- _Provided records_
———
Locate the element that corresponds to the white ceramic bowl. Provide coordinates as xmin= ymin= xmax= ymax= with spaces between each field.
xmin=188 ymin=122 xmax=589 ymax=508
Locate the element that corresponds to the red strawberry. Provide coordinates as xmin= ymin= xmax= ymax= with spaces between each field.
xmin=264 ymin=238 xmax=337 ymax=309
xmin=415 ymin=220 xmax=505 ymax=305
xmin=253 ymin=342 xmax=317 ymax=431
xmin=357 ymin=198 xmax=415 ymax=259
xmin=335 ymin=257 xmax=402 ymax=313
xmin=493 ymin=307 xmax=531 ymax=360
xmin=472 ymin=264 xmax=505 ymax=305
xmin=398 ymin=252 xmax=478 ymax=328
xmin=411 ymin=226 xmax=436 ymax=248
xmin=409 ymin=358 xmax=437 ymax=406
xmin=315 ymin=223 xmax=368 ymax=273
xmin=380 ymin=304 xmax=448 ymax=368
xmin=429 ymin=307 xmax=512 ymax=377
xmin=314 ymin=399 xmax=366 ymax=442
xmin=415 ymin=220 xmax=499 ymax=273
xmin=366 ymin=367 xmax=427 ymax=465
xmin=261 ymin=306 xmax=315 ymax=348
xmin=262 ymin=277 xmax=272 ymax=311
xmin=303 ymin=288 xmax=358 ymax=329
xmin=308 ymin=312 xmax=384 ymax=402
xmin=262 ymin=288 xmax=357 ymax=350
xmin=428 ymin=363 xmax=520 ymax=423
———
- _What you should do_
What is wanted is every line above, written out exactly.

- _Task output_
Locate the element that corresponds to the white ceramic bowl. Provide coordinates as xmin= ymin= xmax= ymax= with spaces between each field.
xmin=188 ymin=122 xmax=589 ymax=508
Locate the element that corresponds to the red strawberry. Provide coordinates as xmin= ymin= xmax= ymax= with spaces between each field.
xmin=264 ymin=238 xmax=337 ymax=309
xmin=415 ymin=220 xmax=505 ymax=305
xmin=253 ymin=342 xmax=317 ymax=431
xmin=357 ymin=198 xmax=415 ymax=259
xmin=335 ymin=257 xmax=402 ymax=313
xmin=493 ymin=307 xmax=531 ymax=360
xmin=472 ymin=264 xmax=505 ymax=305
xmin=398 ymin=252 xmax=478 ymax=328
xmin=411 ymin=226 xmax=436 ymax=248
xmin=409 ymin=358 xmax=437 ymax=406
xmin=315 ymin=223 xmax=368 ymax=273
xmin=380 ymin=304 xmax=448 ymax=368
xmin=429 ymin=307 xmax=512 ymax=377
xmin=314 ymin=399 xmax=366 ymax=442
xmin=415 ymin=220 xmax=499 ymax=273
xmin=366 ymin=367 xmax=427 ymax=465
xmin=261 ymin=306 xmax=315 ymax=348
xmin=262 ymin=277 xmax=272 ymax=311
xmin=303 ymin=288 xmax=358 ymax=329
xmin=308 ymin=312 xmax=384 ymax=402
xmin=262 ymin=288 xmax=357 ymax=350
xmin=428 ymin=363 xmax=520 ymax=423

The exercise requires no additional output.